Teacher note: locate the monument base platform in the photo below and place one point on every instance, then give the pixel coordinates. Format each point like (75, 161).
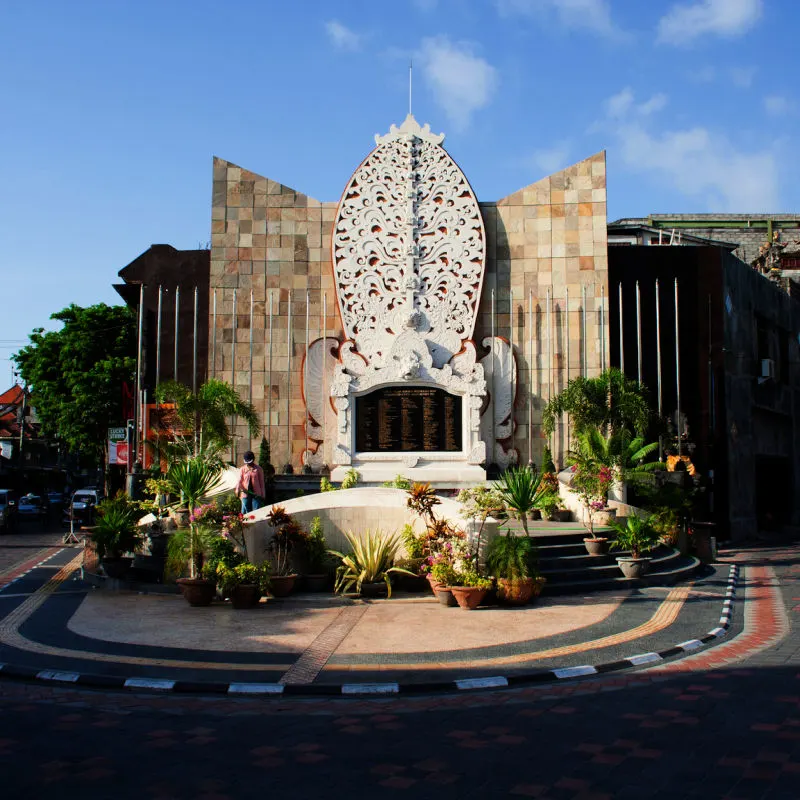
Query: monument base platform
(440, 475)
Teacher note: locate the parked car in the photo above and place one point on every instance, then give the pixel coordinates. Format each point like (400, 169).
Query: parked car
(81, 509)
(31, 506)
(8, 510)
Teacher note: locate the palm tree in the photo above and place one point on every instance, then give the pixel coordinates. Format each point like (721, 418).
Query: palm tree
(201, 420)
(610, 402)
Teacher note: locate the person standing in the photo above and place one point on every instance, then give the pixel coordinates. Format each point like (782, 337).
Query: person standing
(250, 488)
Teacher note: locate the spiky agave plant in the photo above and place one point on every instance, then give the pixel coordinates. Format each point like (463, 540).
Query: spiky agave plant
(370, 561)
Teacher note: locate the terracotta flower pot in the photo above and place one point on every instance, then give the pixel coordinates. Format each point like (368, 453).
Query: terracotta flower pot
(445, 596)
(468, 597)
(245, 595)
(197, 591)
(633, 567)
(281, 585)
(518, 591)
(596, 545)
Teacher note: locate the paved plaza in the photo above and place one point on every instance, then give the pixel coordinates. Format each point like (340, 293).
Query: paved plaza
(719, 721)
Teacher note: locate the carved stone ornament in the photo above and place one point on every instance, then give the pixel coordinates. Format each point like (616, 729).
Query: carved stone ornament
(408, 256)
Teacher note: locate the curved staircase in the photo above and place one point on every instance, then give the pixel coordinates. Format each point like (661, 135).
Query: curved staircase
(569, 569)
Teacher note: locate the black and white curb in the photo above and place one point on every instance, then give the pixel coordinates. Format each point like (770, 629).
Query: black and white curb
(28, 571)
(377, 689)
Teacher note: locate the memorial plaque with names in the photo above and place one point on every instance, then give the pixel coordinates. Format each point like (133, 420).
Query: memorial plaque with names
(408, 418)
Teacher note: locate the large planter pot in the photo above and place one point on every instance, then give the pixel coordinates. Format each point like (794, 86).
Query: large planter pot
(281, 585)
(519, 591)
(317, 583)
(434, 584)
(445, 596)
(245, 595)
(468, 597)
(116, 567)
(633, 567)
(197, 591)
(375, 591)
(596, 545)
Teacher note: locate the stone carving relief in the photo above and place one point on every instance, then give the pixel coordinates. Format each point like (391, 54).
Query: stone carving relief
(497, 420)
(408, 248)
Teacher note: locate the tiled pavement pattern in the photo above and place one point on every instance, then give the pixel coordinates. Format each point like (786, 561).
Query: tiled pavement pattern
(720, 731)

> **GIVEN INSTRUCTION**
Render everything from the line containing "Teacher note: locate the tiled" down to the end of the material above as a JSON list of strings, one string per line.

> **RESULT**
[
  "Teacher note: locate the tiled pavement pattern in the photo above and place one point on every instance, then give the pixel coordinates. Format each point like (786, 561).",
  "Query: tiled pavement pattern",
  "(720, 731)"
]